TASK DETAILS: Edit the records from their start through the line containing "(1022, 698)", changing "one dot" to "a single dot" and leaving everything else unchanged. Return only that part.

AVAILABLE DATA:
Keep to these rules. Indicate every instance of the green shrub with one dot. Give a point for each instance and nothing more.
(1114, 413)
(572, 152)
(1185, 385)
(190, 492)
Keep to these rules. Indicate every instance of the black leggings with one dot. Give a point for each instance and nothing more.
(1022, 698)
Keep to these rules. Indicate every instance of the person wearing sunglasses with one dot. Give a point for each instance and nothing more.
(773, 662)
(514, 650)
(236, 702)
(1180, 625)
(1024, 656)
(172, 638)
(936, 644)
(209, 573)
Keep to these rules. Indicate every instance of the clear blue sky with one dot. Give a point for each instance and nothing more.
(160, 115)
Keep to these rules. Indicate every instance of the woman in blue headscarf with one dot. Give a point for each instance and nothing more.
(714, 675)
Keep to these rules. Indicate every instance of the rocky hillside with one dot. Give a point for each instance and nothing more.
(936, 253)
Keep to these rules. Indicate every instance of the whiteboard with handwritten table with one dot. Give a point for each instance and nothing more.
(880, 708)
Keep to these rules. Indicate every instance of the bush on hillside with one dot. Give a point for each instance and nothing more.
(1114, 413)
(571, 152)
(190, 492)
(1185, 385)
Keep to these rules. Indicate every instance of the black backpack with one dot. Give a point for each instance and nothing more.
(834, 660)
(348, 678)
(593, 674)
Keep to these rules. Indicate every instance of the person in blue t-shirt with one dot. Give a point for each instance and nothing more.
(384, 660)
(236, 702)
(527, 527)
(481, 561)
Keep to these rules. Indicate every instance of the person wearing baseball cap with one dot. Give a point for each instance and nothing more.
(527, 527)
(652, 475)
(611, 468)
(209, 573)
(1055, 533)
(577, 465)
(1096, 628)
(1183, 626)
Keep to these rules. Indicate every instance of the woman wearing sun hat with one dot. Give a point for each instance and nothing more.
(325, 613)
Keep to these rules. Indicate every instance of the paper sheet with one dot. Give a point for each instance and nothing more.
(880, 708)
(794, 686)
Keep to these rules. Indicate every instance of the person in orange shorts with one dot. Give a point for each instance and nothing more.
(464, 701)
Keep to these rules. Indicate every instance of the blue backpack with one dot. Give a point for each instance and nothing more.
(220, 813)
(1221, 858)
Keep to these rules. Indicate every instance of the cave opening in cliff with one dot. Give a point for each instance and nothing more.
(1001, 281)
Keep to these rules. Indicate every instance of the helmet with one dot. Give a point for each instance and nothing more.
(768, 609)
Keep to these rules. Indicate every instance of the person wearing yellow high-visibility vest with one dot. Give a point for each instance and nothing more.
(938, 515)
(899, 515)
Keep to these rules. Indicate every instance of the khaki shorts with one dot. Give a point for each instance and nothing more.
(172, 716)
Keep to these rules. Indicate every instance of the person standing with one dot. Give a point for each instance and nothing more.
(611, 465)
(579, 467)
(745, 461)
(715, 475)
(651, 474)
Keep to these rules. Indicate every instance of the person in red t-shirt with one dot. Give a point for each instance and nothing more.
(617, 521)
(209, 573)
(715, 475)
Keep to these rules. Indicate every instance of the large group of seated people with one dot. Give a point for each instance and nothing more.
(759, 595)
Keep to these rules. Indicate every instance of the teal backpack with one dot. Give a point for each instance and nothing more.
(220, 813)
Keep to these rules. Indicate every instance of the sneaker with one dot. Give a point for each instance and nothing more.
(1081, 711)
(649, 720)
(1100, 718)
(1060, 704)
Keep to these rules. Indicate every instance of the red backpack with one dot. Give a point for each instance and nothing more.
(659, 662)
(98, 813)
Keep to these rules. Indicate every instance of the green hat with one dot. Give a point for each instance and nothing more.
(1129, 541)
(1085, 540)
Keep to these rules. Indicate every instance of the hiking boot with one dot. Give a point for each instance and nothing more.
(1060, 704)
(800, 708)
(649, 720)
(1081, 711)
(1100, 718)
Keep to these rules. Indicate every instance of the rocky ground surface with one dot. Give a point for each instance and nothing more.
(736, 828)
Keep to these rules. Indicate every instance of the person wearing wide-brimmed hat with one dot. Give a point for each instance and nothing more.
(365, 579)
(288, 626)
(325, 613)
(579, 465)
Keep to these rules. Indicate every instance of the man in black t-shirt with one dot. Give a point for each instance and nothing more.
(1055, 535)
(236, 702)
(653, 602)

RESPONSE:
Keep to these rules. Indicate every instance of the green shrub with a single dot. Give a point for each instance and nothing more.
(1114, 413)
(572, 152)
(1185, 385)
(190, 492)
Keep to these rules. Indicate every instance of the black leggings with a single dot. Give a point for each instance and nothing more.
(1022, 698)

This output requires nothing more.